◆ **Problem requirements**
Can you write out the items again from the line with "Where can the pitched" to the line with "x=480, y=290", switching "asphalt road" to "paved road" and keeping everything else the same?

◆ **Pointing items**
────────────────
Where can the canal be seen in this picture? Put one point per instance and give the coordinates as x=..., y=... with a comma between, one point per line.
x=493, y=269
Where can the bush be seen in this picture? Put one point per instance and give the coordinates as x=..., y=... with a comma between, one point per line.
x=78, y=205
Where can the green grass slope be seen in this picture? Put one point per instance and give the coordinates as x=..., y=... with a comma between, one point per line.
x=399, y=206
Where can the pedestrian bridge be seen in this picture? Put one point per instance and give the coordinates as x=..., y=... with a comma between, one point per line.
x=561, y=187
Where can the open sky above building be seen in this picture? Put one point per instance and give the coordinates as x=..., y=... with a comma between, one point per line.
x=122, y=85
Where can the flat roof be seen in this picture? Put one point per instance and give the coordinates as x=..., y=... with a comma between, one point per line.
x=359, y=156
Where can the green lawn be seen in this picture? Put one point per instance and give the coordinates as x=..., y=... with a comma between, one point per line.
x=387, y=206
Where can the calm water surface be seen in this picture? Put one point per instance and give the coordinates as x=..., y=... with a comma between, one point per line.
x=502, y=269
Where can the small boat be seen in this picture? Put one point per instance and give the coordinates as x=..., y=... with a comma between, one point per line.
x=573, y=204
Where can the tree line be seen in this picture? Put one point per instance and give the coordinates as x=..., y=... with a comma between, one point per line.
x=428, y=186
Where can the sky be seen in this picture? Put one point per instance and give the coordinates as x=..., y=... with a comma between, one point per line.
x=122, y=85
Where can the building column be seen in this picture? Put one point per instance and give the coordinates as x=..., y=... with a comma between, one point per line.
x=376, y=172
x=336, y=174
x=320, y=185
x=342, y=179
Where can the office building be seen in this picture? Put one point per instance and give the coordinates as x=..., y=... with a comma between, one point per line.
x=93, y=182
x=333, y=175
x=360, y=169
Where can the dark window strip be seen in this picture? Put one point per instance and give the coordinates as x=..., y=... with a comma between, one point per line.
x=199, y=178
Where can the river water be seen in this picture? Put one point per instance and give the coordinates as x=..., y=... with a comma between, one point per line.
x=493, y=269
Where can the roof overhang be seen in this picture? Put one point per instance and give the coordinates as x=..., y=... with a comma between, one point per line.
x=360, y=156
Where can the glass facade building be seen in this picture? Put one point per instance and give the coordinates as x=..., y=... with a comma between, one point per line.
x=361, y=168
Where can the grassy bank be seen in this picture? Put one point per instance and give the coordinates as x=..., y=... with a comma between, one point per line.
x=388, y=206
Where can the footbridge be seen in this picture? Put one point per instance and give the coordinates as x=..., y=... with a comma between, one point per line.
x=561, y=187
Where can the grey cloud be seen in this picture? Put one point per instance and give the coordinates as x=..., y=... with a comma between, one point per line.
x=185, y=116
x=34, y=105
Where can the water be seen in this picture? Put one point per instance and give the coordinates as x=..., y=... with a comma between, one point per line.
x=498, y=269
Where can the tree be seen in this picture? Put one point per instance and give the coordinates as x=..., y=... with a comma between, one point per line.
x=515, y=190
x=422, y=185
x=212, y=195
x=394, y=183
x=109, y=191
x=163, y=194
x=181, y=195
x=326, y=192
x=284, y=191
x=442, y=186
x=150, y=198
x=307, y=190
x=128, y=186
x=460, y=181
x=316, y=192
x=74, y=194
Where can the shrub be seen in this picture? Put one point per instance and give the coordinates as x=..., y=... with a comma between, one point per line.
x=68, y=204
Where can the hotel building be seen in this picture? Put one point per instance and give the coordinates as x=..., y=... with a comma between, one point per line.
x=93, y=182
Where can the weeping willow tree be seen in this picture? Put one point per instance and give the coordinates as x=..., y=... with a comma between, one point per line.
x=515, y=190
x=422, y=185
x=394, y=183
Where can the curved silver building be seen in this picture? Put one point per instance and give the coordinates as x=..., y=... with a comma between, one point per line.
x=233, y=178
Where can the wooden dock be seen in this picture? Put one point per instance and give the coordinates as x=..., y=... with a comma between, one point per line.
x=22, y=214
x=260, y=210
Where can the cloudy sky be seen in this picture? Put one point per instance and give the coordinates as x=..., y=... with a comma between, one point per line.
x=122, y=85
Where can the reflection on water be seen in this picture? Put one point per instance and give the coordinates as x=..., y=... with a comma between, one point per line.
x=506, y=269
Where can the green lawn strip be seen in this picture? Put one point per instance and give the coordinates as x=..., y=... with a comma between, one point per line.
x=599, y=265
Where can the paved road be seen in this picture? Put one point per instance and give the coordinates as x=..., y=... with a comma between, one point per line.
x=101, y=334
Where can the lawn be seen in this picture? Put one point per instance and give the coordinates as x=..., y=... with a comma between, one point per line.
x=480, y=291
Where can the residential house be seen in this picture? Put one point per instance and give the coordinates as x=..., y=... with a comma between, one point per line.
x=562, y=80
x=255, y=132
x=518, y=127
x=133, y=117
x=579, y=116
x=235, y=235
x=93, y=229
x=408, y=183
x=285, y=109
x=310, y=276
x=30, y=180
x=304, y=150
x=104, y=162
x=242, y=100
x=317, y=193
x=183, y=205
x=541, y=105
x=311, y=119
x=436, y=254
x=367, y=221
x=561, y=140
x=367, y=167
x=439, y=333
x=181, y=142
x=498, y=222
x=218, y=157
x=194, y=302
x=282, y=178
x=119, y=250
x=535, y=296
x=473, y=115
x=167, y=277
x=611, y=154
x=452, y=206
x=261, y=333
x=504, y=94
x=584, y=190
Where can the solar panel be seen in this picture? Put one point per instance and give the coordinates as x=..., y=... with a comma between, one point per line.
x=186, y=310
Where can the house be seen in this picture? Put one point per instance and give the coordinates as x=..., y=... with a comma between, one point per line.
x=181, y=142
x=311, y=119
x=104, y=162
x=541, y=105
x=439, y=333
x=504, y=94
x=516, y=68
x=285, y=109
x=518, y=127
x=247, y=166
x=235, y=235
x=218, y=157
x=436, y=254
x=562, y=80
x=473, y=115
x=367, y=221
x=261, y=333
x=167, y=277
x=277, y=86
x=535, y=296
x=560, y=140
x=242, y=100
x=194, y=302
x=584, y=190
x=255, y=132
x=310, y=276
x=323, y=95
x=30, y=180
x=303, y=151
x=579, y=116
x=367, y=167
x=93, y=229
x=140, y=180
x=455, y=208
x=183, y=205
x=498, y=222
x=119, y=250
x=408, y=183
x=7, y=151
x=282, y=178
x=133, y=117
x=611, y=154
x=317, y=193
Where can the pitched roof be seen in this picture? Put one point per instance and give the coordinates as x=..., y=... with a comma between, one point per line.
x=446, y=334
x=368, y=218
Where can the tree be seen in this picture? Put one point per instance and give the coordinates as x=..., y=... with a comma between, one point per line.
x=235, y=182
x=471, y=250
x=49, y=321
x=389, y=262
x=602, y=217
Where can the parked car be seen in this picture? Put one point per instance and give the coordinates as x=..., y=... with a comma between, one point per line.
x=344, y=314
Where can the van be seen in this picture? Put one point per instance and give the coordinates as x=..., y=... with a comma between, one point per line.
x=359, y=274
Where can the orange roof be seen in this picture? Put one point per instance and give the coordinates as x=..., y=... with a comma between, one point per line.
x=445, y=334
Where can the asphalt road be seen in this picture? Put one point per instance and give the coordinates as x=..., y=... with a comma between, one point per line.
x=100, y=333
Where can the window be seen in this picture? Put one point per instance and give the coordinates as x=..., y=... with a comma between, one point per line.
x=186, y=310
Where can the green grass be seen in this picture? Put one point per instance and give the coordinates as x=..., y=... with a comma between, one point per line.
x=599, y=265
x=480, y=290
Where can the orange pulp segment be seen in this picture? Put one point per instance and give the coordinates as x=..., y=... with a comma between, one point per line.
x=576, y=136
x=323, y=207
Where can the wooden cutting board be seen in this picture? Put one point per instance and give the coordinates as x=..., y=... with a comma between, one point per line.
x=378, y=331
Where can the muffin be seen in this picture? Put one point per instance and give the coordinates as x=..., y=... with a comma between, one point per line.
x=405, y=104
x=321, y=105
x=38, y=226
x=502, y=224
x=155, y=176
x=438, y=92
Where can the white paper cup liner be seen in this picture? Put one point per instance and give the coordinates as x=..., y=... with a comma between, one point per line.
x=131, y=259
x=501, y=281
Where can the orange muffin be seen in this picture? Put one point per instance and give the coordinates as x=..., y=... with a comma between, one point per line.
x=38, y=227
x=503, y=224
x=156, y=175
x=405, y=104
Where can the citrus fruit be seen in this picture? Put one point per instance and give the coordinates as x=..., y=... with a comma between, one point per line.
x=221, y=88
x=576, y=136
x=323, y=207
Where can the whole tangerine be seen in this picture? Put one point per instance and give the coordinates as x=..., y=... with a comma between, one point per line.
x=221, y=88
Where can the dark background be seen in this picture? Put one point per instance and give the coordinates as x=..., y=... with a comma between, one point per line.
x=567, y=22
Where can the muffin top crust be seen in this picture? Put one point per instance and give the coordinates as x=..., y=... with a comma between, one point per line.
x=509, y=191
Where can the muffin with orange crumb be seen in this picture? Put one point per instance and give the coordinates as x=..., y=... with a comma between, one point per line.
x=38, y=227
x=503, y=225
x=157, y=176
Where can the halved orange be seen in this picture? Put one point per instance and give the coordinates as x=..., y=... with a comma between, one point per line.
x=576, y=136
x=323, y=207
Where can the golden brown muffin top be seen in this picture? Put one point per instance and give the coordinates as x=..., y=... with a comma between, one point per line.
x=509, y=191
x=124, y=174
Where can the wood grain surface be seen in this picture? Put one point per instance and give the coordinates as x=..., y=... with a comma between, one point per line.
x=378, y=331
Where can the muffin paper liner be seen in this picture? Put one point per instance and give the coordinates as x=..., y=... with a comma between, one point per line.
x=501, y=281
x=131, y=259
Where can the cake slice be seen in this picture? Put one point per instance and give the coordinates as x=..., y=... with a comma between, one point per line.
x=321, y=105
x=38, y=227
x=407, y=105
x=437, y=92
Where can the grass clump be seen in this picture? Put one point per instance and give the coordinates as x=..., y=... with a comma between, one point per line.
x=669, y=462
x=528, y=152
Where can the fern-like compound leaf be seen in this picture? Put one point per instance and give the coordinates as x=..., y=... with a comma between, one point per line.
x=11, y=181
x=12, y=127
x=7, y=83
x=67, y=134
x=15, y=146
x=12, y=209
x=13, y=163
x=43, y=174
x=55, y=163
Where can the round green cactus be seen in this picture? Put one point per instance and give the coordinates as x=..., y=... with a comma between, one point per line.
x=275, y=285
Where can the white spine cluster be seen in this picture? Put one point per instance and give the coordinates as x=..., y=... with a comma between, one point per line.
────────────────
◆ **Answer**
Where can the pitched roof be seen in this picture? Put one point per instance and give the coordinates as x=..., y=... with a comma between, one point per line.
x=446, y=334
x=368, y=218
Where can the tree be seen in this picture? Put one point per instance and give the coordinates as x=..., y=... with a comma between, one point per line.
x=235, y=182
x=471, y=250
x=49, y=321
x=389, y=262
x=602, y=217
Where can the parked car be seen in this picture? Put one point per instance and give the coordinates as x=..., y=... with a comma between, one point per line.
x=344, y=314
Where can the van be seen in this picture? Put one point per instance and give the coordinates as x=..., y=... with a comma between, one point per line.
x=359, y=274
Where can the orange roof be seen in this picture? Put one point per instance and give the coordinates as x=..., y=... with a comma between, one point per line.
x=445, y=334
Where can the paved road be seen in this picture? Put one point per instance and give the coordinates as x=..., y=... with a comma between, one point per line.
x=100, y=333
Where can the window be seen in this picture? Put one point per instance and give the coordinates as x=..., y=... with a comma between, one point per line.
x=186, y=310
Where can the green grass be seen in this picture? Put one point per instance and give the coordinates as x=..., y=... with a comma between, one point per line.
x=599, y=265
x=480, y=290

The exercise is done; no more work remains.